■ **EXCERPT PROVIDED**:
We have copied the root (15) and now we want to clobber it. Copy the larger child into the root: 11 11 8 3 4 5

The second 11 is really empty space. Clobber it with its larger child: 11 4 8 3 4 5

The second 4 is really empty space. We need to insert 5, but we want to delay copying it until we know its final position. To determine that, compare 5 with the parent of the "free" spot (the second 4). The parent is the first 4. 5 > 4, so clobber the free space with 4: 11 4 8 3 4 5

Compare 5 with the parent of the free space again. 11 > 5 so we stop and copy 5 into the free space: 11 5 8 3 4 5

The last 5 is really free space, but there's no point in overwriting it. It will be clobbered the next time something is added to the heap.

I know it looks inefficient (or at least, not better) on this small example, but recall the argument above. This method does one comparison per level plus one or two extra comparisons on average, and the same number of copies. On heaps with more than 3 levels it will be faster.

I hereby release this post to the public domain. I would be delighted if someone were to incorporate any of it into the article. Thank you Wikipedia people for an invaluable resource. —The preceding unsigned comment was added by Roman pearce (talk • contribs) 04:07, 19 December 2006 (UTC).

Boundary annotation records:
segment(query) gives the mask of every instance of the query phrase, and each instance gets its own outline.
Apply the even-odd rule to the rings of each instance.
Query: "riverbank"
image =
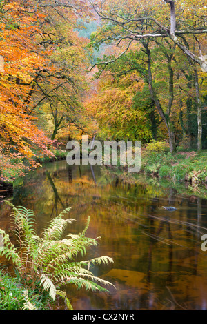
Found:
[[[124,171],[128,165],[118,162],[118,167],[109,168]],[[170,153],[166,142],[152,142],[141,148],[139,173],[172,182],[188,183],[193,188],[206,185],[207,150],[198,153],[177,148],[176,152]]]
[[[34,162],[37,163],[36,168],[41,167],[45,163],[55,162],[56,161],[64,160],[66,159],[67,152],[63,150],[55,149],[51,150],[50,156],[45,155],[38,156],[36,155]],[[5,159],[6,156],[3,156]],[[31,170],[35,170],[35,168],[30,168],[28,165],[28,161],[16,159],[11,159],[6,164],[6,168],[2,168],[0,177],[0,198],[2,195],[10,194],[12,191],[14,181],[19,177],[26,175]]]
[[[151,152],[143,154],[141,170],[160,179],[189,183],[193,187],[207,183],[207,150]]]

■ **WRITTEN EXERCISE A**: According to the heap excerpt, on heaps with more than how many levels will the described method be faster?
■ **WRITTEN EXERCISE B**: Resume the heap excerpt from the point at which it stops.
These lines have no connection to the heap excerpt.

■ **EXERCISE OUTPUT A**: Heaps with more than 3 levels.

■ **EXERCISE OUTPUT B**:
[edit] can use array-like structures when number of items is not known in advance

quote:---
This approach is particularly useful in the heapsort algorithm, where it allows the space in the input array to be reused to store the heap. However it requires allocating the array before filling it, which makes this method not that useful in priority queues implementation, where the number of tasks (heap elements) is not necessarily known in advance.
---:endquote
True for true arrays, but it's easy to have a 'growing' array simply by adding a redirection layer when reading and writing, and a redirection + test for more-space-required (plus, if more space required, actually alloc'ing that space).
Granted it's not an array any more, exactly, but it still resembles an array programmatically (even if it has to be addressed through functions/methods rather than [] syntax) and is very fast. My point is not to elaborate on how to get around the problem of fixed-size arrays, just that the problem quoted isn't a problem and the mention of a 'limitation' should be removed or amended.
Thoughts? —Preceding unsigned comment added by Water pepper (talk • contribs) 09:00, 7 January 2008 (UTC)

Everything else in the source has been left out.